(LISTED RECORDS)
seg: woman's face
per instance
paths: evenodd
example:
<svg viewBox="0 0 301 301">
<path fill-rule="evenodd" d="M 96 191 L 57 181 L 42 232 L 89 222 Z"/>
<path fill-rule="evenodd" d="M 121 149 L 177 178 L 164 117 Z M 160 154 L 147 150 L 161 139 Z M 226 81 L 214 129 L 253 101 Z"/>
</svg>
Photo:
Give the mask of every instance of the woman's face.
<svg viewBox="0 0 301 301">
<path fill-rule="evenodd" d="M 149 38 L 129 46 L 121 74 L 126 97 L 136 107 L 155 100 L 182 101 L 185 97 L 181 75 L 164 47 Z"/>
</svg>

(PROBLEM REQUIREMENTS) Lay out the lines above as a numbered list, leaving out any blank lines.

(SOLUTION TO THIS EXERCISE)
1. seg: woman's face
2. per instance
3. paths: evenodd
4. example:
5. <svg viewBox="0 0 301 301">
6. <path fill-rule="evenodd" d="M 96 191 L 57 181 L 42 232 L 89 222 Z"/>
7. <path fill-rule="evenodd" d="M 121 149 L 177 178 L 164 117 Z M 160 154 L 147 150 L 161 139 Z M 226 81 L 214 129 L 253 101 Z"/>
8. </svg>
9. Photo:
10. Give the mask of every instance of the woman's face.
11. <svg viewBox="0 0 301 301">
12. <path fill-rule="evenodd" d="M 149 38 L 129 46 L 121 74 L 126 97 L 136 107 L 155 100 L 182 101 L 185 97 L 181 75 L 164 47 Z"/>
13. </svg>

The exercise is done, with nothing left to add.